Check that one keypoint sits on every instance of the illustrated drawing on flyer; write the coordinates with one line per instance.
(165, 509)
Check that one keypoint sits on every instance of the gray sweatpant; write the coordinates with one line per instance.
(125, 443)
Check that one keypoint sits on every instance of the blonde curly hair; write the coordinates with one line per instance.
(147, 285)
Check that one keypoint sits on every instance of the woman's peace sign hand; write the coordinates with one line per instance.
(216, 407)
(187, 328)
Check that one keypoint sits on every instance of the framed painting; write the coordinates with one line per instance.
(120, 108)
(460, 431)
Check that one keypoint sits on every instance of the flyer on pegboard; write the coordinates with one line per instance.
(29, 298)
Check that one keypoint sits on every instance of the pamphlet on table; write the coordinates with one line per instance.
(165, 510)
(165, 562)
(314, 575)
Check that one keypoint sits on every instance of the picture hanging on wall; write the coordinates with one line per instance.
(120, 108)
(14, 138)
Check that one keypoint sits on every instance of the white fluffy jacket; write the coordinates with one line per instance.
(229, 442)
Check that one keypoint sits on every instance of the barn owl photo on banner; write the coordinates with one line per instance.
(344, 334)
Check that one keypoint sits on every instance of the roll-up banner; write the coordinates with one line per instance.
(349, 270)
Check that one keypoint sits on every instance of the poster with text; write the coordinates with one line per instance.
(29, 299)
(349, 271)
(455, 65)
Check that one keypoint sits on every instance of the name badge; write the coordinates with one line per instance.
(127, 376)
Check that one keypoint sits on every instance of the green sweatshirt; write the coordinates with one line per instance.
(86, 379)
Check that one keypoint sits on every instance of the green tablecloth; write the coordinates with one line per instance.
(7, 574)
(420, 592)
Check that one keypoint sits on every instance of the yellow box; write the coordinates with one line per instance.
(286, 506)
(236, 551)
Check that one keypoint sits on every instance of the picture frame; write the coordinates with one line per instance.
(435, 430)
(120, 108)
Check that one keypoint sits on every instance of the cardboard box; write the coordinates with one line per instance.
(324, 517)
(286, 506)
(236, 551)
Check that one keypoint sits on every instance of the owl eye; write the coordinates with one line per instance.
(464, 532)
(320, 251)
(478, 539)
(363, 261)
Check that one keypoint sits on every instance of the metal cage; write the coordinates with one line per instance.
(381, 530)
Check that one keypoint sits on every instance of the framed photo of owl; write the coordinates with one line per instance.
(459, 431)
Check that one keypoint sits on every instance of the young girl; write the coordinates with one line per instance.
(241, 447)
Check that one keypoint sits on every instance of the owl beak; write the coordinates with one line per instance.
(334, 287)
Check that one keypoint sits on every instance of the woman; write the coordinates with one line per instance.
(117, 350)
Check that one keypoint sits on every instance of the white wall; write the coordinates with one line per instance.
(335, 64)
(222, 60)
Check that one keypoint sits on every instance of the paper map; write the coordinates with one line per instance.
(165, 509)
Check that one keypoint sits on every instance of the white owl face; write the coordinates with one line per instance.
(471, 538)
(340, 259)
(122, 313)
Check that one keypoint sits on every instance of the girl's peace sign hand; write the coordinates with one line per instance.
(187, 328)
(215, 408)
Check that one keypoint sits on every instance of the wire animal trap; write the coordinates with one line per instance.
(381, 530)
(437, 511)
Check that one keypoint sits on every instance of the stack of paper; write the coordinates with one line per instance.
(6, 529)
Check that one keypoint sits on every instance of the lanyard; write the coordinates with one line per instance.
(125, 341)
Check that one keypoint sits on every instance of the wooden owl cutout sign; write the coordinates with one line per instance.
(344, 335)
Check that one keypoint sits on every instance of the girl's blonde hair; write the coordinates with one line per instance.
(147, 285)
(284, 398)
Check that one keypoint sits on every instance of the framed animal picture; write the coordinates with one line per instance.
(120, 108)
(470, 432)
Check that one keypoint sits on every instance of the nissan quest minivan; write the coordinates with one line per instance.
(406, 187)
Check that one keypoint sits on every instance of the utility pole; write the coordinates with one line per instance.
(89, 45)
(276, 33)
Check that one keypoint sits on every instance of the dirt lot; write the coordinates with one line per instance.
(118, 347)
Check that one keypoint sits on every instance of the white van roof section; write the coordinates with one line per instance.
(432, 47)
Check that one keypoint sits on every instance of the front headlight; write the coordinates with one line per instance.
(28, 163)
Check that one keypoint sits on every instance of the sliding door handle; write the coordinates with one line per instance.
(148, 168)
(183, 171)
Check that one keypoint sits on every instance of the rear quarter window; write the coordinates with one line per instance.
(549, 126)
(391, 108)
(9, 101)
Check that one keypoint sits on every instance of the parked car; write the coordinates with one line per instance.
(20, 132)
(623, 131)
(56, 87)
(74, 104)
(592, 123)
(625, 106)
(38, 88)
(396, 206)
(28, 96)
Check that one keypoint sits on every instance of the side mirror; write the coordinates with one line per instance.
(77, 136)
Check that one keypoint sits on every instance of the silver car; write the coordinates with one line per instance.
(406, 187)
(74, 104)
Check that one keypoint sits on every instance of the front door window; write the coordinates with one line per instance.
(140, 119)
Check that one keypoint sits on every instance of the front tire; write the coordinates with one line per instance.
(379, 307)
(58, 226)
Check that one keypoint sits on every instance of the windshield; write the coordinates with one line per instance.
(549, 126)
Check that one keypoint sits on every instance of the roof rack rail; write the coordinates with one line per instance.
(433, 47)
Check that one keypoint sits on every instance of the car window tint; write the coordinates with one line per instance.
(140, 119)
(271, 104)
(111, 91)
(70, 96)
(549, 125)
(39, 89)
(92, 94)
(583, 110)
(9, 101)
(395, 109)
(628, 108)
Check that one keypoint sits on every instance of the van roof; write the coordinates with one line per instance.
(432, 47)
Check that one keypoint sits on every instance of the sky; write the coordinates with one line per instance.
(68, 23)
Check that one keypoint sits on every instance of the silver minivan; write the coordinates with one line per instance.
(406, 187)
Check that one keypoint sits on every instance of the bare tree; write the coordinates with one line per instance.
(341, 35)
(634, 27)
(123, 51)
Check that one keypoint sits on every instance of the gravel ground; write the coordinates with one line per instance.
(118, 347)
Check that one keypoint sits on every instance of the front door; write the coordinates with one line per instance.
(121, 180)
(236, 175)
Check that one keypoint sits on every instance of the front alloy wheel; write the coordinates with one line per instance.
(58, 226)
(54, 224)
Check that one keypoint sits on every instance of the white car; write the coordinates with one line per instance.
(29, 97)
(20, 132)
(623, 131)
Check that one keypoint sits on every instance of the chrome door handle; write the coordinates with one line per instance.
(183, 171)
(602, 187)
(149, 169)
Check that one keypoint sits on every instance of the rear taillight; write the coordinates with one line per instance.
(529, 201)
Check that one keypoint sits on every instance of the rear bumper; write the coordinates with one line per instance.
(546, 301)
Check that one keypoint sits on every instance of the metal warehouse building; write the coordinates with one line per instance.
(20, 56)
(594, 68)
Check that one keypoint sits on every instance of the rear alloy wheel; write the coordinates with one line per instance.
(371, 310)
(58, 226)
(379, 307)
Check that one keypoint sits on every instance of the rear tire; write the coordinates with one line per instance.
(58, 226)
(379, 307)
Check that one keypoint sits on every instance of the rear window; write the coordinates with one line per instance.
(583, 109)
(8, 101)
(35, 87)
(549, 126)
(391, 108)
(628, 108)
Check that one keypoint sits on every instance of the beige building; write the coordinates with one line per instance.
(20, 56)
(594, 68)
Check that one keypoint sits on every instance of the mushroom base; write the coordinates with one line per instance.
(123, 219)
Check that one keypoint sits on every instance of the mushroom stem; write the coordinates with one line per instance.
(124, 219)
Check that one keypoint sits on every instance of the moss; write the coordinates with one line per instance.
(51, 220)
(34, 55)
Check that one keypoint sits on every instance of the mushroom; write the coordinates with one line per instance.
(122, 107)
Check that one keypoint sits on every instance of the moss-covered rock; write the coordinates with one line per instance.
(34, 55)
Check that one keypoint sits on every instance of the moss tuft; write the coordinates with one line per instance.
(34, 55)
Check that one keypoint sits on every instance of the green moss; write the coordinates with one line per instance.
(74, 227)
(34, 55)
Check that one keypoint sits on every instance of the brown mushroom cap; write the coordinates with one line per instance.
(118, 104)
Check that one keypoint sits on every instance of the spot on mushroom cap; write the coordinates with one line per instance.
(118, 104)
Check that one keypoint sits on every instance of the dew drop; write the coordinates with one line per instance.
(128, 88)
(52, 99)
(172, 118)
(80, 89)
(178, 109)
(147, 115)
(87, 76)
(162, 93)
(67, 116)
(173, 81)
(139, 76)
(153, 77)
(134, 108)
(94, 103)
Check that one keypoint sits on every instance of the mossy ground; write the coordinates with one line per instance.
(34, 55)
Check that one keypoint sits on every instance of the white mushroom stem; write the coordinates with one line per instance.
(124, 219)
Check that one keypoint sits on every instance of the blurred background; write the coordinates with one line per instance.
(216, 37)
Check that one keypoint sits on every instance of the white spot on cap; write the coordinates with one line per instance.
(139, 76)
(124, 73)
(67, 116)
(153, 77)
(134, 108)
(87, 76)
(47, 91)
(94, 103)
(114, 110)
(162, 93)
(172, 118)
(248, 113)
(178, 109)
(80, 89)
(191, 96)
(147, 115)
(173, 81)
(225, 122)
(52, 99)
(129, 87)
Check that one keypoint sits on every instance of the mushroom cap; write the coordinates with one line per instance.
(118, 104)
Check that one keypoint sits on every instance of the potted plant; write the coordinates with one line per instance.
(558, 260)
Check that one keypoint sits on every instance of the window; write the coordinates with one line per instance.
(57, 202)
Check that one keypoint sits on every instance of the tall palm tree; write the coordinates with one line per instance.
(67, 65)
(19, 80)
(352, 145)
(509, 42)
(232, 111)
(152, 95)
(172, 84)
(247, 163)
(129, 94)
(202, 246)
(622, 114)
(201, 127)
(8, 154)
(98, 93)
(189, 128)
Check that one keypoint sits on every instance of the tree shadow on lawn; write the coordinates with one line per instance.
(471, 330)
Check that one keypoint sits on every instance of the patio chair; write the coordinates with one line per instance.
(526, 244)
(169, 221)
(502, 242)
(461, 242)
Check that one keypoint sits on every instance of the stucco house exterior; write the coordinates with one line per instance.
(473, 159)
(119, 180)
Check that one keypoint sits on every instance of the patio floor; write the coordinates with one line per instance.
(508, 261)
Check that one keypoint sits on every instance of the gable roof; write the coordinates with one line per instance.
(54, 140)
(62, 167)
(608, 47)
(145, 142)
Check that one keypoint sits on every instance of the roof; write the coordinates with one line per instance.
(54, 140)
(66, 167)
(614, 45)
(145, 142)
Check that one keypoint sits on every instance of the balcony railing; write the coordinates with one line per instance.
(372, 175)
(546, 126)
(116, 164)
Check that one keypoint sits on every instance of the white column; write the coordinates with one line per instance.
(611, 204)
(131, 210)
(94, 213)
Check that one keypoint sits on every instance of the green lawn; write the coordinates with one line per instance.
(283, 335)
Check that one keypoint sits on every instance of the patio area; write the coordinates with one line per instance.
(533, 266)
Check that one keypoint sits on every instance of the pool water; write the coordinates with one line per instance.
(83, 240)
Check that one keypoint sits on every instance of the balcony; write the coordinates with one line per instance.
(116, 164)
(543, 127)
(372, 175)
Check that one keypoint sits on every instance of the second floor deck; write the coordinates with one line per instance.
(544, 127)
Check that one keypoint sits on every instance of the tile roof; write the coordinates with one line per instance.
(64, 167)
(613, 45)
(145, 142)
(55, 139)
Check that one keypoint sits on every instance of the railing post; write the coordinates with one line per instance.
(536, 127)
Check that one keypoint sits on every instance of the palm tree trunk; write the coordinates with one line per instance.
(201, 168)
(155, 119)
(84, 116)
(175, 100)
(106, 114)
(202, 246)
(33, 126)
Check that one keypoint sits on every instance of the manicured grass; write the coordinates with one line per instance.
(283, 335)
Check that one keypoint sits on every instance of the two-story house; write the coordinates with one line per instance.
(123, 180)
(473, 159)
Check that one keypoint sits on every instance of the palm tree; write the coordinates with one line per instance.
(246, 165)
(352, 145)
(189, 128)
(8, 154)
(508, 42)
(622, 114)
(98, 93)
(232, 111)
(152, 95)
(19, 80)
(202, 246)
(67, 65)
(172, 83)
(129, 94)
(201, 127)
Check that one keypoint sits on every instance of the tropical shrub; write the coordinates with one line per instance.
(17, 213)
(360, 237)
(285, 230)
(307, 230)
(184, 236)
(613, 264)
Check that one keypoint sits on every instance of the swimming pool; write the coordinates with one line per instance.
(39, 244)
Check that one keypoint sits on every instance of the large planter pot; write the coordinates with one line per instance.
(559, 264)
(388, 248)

> [Instructions to follow]
All lines from the one containing "the palm tree;" through the last line of the data, both included, are to be retyped exactly, and no other line belongs in the answer.

> [Answer box]
Check that one keypoint sits on every instance of the palm tree; write the coordinates with one line per instance.
(246, 165)
(352, 145)
(189, 128)
(8, 154)
(508, 42)
(622, 114)
(98, 93)
(232, 111)
(152, 95)
(19, 80)
(202, 246)
(67, 65)
(172, 83)
(129, 94)
(201, 127)
Check that one keypoint sits on every instance of the tropical shrub; write the coordinates with one line per instance.
(17, 213)
(360, 237)
(285, 230)
(307, 230)
(184, 236)
(613, 264)
Check that one keypoint sits on every instance of the swimming pool; write the coordinates with one line per instance.
(39, 244)
Check that one keypoint sits on every instance of the large planter pot; write the coordinates with one line per instance.
(559, 264)
(388, 248)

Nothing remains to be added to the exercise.